*** Dataset extract ***

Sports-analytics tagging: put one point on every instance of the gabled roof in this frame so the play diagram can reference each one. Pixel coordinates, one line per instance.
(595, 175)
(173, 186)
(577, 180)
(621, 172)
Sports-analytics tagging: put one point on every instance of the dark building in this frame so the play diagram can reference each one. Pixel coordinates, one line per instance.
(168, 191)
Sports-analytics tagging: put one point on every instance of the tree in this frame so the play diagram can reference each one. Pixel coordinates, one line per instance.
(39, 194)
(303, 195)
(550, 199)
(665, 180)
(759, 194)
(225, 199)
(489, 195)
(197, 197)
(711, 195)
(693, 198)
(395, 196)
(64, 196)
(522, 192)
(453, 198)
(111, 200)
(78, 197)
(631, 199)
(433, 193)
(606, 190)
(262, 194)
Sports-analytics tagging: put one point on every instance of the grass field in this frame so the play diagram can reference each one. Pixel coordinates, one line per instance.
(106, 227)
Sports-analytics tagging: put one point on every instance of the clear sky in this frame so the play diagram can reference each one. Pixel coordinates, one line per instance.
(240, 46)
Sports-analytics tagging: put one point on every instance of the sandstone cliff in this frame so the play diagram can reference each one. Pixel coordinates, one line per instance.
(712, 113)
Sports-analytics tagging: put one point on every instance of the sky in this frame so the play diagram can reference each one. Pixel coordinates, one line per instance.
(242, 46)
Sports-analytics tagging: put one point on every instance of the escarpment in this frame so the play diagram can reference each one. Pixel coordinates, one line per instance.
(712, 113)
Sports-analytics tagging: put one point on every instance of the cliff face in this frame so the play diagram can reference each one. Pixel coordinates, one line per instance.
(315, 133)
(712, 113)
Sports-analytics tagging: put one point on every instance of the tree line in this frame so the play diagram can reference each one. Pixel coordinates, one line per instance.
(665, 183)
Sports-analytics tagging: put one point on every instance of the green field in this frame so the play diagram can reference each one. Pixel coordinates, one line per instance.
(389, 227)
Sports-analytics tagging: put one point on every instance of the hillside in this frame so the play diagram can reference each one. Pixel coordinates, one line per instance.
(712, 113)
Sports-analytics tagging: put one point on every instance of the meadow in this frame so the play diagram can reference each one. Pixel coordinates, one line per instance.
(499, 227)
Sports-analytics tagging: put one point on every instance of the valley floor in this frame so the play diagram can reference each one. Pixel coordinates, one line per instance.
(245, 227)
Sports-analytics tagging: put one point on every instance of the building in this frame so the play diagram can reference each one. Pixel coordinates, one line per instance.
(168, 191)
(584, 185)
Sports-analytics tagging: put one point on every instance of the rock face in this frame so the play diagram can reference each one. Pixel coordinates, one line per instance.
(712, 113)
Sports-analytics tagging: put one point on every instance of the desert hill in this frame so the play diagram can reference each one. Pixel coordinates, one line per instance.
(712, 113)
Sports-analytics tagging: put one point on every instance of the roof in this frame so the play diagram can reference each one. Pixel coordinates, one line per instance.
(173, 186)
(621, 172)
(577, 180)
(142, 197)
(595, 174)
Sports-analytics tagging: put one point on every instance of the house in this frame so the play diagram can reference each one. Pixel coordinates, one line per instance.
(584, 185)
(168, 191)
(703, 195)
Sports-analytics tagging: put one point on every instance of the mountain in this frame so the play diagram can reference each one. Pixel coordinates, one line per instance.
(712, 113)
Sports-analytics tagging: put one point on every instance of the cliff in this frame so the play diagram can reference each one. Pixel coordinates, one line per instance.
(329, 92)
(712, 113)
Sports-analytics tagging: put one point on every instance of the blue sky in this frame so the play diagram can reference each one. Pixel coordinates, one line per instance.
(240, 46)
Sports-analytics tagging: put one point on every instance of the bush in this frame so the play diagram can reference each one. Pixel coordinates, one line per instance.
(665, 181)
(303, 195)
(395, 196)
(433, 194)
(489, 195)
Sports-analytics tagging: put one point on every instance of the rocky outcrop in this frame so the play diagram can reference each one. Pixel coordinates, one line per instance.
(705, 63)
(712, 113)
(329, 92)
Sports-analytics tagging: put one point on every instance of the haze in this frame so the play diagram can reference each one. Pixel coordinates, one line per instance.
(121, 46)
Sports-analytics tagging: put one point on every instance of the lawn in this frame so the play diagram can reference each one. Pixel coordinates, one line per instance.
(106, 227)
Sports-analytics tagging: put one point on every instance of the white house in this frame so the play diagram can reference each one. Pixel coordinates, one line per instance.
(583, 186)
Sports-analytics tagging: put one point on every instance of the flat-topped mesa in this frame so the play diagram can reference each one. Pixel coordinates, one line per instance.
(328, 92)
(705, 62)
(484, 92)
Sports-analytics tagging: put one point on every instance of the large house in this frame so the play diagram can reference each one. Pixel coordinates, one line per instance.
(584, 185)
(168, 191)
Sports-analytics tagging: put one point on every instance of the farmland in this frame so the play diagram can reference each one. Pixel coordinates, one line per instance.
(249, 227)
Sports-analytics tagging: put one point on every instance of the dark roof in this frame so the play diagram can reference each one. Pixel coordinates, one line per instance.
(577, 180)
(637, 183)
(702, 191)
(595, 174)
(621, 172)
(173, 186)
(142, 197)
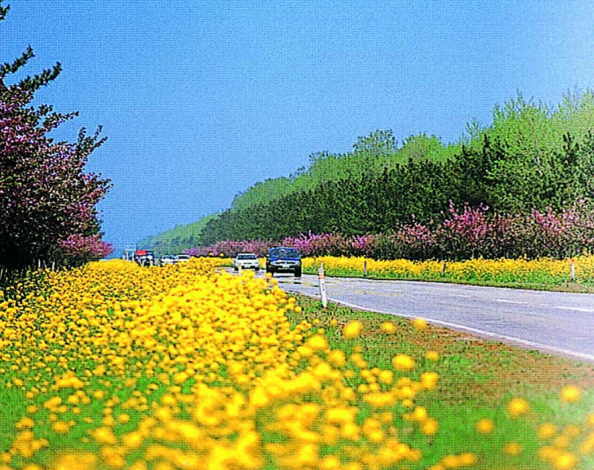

***

> **Work to complete**
Reproduce verbatim the lines of the listing from the one containing "of the large" through the end of the listing, both inclusive, and omit the pictures.

> **Exercise answer**
Sports-analytics tagging: put one point on every instance of the large house in this frame so the play diagram can reference each one. Pixel coordinates, one line per instance.
(584, 185)
(168, 191)
Sports-analytics tagging: put one point on every instance of the farmland in this frame so the play diagram can reference each one. Pixel coordinates, one line per instance.
(249, 227)
Sports-analytics tagging: put one point on every instance of the dark roof in this frame so the play diagram can reference each one. Pixel coordinates, one line per instance.
(577, 180)
(637, 183)
(702, 191)
(595, 174)
(621, 172)
(173, 186)
(142, 197)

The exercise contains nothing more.